Required task:
Copy all of the data below word for word, leaving out the pictures.

====================

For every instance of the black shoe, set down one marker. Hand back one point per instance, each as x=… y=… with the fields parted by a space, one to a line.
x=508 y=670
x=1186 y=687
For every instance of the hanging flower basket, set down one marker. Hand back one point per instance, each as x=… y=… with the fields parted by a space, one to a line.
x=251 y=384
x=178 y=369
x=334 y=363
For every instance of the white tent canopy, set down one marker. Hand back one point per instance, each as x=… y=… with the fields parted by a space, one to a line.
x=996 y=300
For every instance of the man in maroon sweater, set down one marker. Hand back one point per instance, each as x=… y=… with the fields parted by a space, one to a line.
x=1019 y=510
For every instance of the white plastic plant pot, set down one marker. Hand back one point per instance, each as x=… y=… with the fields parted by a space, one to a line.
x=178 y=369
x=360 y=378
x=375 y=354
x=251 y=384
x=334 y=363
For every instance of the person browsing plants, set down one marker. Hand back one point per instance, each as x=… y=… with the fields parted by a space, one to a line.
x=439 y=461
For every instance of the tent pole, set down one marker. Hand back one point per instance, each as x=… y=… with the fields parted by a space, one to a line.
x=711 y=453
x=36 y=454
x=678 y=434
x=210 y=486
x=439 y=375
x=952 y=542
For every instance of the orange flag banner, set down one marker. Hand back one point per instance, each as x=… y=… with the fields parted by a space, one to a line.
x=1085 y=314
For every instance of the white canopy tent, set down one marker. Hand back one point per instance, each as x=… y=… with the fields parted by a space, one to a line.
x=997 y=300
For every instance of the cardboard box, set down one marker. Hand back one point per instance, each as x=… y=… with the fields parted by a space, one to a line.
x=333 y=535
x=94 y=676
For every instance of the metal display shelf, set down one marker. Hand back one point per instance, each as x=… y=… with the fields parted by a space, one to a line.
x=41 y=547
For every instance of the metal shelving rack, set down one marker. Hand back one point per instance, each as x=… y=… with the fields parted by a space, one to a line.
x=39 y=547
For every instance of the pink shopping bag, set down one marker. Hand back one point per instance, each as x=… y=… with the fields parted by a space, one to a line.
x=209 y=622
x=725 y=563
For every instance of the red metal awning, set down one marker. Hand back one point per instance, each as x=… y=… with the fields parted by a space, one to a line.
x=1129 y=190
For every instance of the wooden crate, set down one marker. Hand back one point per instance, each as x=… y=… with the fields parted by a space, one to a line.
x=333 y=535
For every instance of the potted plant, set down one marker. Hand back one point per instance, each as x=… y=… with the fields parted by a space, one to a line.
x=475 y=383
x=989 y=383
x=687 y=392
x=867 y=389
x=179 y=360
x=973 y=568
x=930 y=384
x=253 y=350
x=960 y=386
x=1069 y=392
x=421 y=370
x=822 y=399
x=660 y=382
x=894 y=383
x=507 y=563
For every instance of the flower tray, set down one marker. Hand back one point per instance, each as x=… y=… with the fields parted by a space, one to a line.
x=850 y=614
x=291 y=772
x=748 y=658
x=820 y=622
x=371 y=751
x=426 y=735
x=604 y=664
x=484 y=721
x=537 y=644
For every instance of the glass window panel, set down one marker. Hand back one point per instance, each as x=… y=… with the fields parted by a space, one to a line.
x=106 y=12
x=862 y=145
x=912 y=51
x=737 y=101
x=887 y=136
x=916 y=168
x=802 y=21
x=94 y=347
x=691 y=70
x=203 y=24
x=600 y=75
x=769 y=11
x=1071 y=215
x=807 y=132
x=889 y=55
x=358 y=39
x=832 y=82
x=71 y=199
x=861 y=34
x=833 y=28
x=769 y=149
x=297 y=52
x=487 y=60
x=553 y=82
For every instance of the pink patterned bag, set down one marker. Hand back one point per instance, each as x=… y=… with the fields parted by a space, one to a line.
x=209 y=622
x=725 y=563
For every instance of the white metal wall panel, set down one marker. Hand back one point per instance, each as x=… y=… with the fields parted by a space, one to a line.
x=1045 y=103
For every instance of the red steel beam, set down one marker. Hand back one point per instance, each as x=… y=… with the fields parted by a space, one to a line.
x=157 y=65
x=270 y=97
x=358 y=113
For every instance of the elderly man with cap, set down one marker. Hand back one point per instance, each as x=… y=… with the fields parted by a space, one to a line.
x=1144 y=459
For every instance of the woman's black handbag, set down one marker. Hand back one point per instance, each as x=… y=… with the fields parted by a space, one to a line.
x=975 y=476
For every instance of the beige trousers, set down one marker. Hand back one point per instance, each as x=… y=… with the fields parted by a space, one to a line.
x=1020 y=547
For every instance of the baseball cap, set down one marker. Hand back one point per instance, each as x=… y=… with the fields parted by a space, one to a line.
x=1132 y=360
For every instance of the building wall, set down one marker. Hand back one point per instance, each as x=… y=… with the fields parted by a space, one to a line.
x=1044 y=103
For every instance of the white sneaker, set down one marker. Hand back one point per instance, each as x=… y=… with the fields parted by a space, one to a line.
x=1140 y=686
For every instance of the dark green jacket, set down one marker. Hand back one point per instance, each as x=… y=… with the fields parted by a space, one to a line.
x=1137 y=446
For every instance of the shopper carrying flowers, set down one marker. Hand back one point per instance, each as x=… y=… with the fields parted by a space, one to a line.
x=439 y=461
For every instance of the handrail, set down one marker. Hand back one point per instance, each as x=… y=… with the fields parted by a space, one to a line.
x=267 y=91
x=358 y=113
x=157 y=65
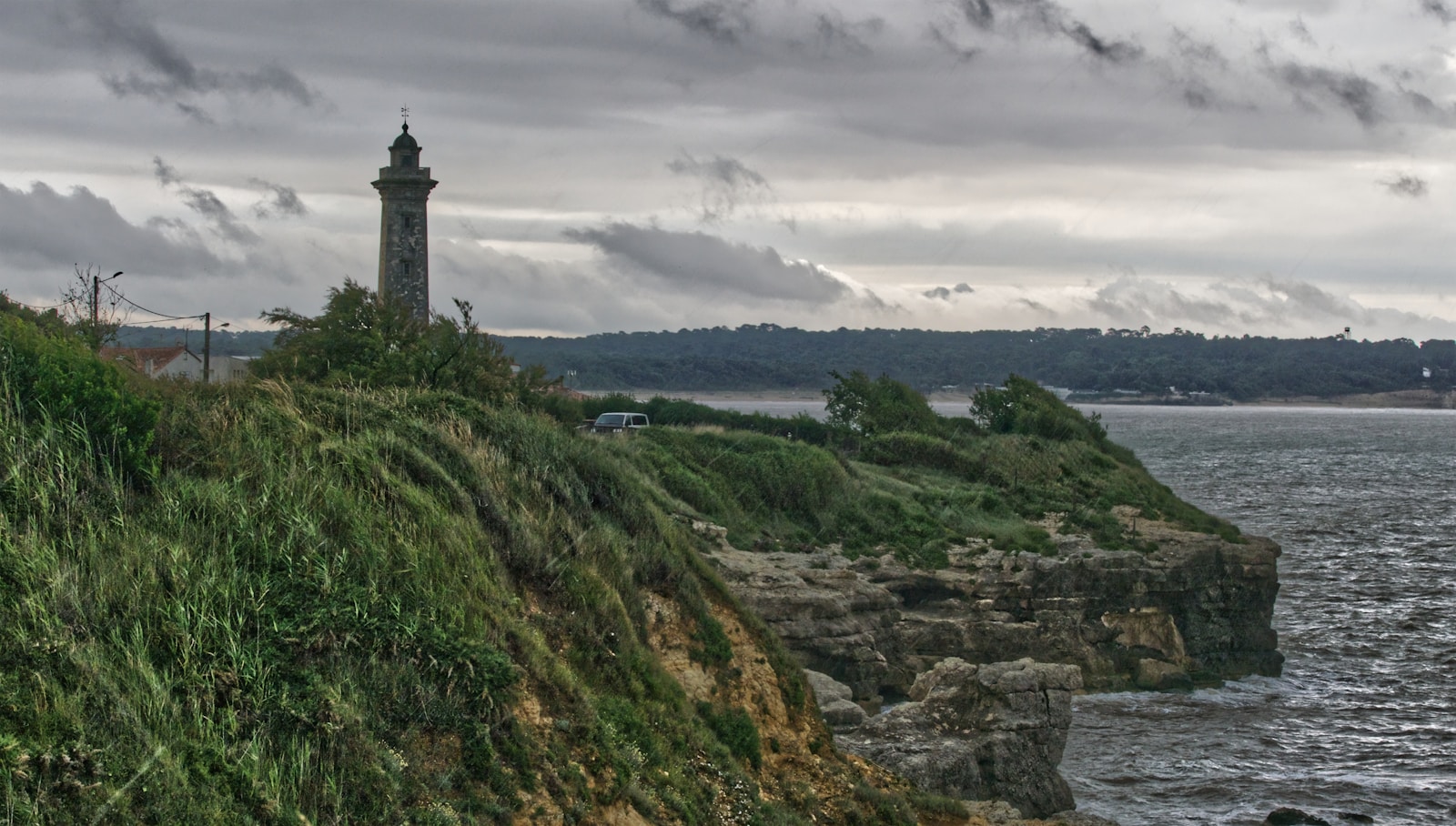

====================

Exercise response:
For every instance of the black shoe, set down one marker. Hand back one point per instance, each as x=… y=… with the fields parted by a space, one to a line.
x=508 y=670
x=1186 y=687
For every instance of the hanging flower basket, set down one marker. Hand back one point per instance, each as x=… y=… with the fields parted by a space, one to a line.
x=251 y=384
x=178 y=369
x=334 y=363
For every instance of the white tent canopy, set down one marker. Hand back one point per instance, each as x=… y=… with the fields parted by a space, one to a line.
x=996 y=300
For every instance of the man in maroon sweater, set down one marker. Hand back one point per instance, each as x=… y=… with the fields parted by a space, one to a line.
x=1019 y=510
For every instance of the white plastic plant pot, set down one marker. Hand back one point per instance, each as x=… y=… with the fields parted by a space, one to a line.
x=178 y=369
x=360 y=378
x=375 y=354
x=251 y=384
x=334 y=363
For every instance of the person browsing plants, set down one marker. Hand back one point per instance, each as x=… y=… with the fields parted by a space, one to a line.
x=439 y=461
For every instance of the tent pole, set down one marker. Hand back one point per instance, each as x=… y=… with the fields parted by a space, one to a line.
x=711 y=453
x=36 y=454
x=678 y=434
x=210 y=486
x=439 y=375
x=952 y=542
For every instance of the orange flag banner, set down one marker. Hand back one point per instance, each as x=… y=… with the fields parted by a space, one to a line.
x=1085 y=314
For every instance of the white canopy tent, set down one marker. Hand back one point per instance, each as x=… y=… with the fields parted by a space, one to a line.
x=997 y=300
For every instance of the cardboard box, set down one marker. Hand back one point per instance, each as x=… y=… with the fields parted by a space, one to a line.
x=333 y=535
x=94 y=676
For every instance of the metal display shelf, set down one marker. Hand back one point per instance, each as x=… y=… with the fields parted by a space, one to a line.
x=41 y=547
For every instance of the metal shelving rack, set down one marker. Hand back one point per instance, each as x=… y=… with the fields parted by a space, one to a line.
x=39 y=547
For every instance of the pink shopping bag, set down one marker. Hand back one point per instance, each as x=… y=… with the fields parted by a space, one to a line.
x=209 y=622
x=725 y=563
For every instance of the red metal awning, set down one marker. Hand back one point per instance, each as x=… y=… with the fields parted by a space, one to a line.
x=1129 y=190
For every instance of the wooden crate, set down one marker. Hand back one point per instance, each as x=… y=… with the fields parted by a space, one to a line.
x=333 y=535
For every instance of the potted plant, set down one marker. Hand back one point per instance, each as x=… y=… with the fields parted by a space, one to a line.
x=475 y=383
x=989 y=383
x=687 y=392
x=867 y=389
x=179 y=360
x=973 y=568
x=930 y=384
x=253 y=350
x=960 y=386
x=1069 y=392
x=421 y=370
x=822 y=399
x=660 y=382
x=894 y=383
x=507 y=563
For every instance of the flower tray, set down one marker. Hand back one point per instance, each as x=… y=… with the fields parted by a space, one to a line.
x=850 y=614
x=291 y=772
x=748 y=658
x=820 y=622
x=371 y=751
x=426 y=735
x=604 y=664
x=484 y=721
x=537 y=644
For every instance of the glass window panel, set down one marker. Hand back one point per instance, each as x=… y=… with the fields parted by a space, one to a line.
x=106 y=12
x=862 y=145
x=912 y=51
x=737 y=101
x=887 y=136
x=916 y=168
x=802 y=21
x=94 y=347
x=691 y=70
x=203 y=24
x=600 y=75
x=769 y=11
x=1071 y=215
x=807 y=132
x=889 y=55
x=358 y=39
x=832 y=82
x=71 y=199
x=861 y=34
x=833 y=28
x=769 y=149
x=297 y=52
x=487 y=60
x=553 y=82
For every instance of the pink patterned bag, set down one marker. Hand back one point per instance, each as x=… y=… with the fields parted by a space, one to a line.
x=209 y=622
x=725 y=563
For every instance of the white metal wall panel, set down one marker. Hand back one point per instance, each as x=… y=… with the fields parted by a space, one to a line.
x=1045 y=103
For every instance of the red steel beam, set down one marker. Hand back one point per instance, each as x=… y=… with the fields parted by a space, one to a line.
x=157 y=65
x=270 y=97
x=358 y=113
For every instance of the elderly man with cap, set down one marker. Hand back one point per instance, each as x=… y=… with the fields parted by a space, one to a line.
x=1144 y=459
For every instance of the woman's black handbag, set down one marker. Hand back one point per instance, each as x=… y=… with the fields parted by a space, one to a line.
x=975 y=476
For every instance of the beige trousers, set down one marker. Hand back one point per instance, each as x=… y=… with the fields parted by a space, one to a line.
x=1020 y=547
For every instance of the baseball cap, set down one marker. Hand back one point per instance, each as x=… y=… with the fields parted by a space, one to a line.
x=1132 y=360
For every instance of the building wall, set down one marker. Hand back one point per instance, each as x=… y=… with the fields parted by a space, one to a line.
x=1044 y=103
For every instance of the white sneaker, set down one marker. Hand back one point per instance, each as x=… y=… with the fields parted by a space, one to a line.
x=1140 y=686
For every instance of the dark green jacket, set down one marker. Hand back one point per instance, each as x=… y=… with the fields parted by a space, one to a line.
x=1137 y=446
For every instance of the shopper carrying flowers, set down one marker. Hand back one point per instance, each as x=… y=… with the fields parted by a space, one to a line.
x=439 y=461
For every instance of the handrail, set down one marker. Hand back one point per instance, each as x=… y=… with the fields parted by a space, one to a line.
x=267 y=91
x=358 y=113
x=157 y=65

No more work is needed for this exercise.